── Source data

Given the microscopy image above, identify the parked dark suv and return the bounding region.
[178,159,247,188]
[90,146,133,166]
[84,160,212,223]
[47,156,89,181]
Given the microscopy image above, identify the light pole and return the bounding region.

────

**Task goal:** Render the rows above as a JSON array of strings, one string per line, skipping any blank lines.

**Response to the exercise:**
[
  "Given the microscopy image above, identify the parked dark suv and return the bounding region.",
  "[178,159,247,188]",
  "[90,146,133,166]",
  "[84,160,212,223]",
  "[47,156,89,181]",
  "Given the microscopy image above, identify the light pole and return the bounding region."
]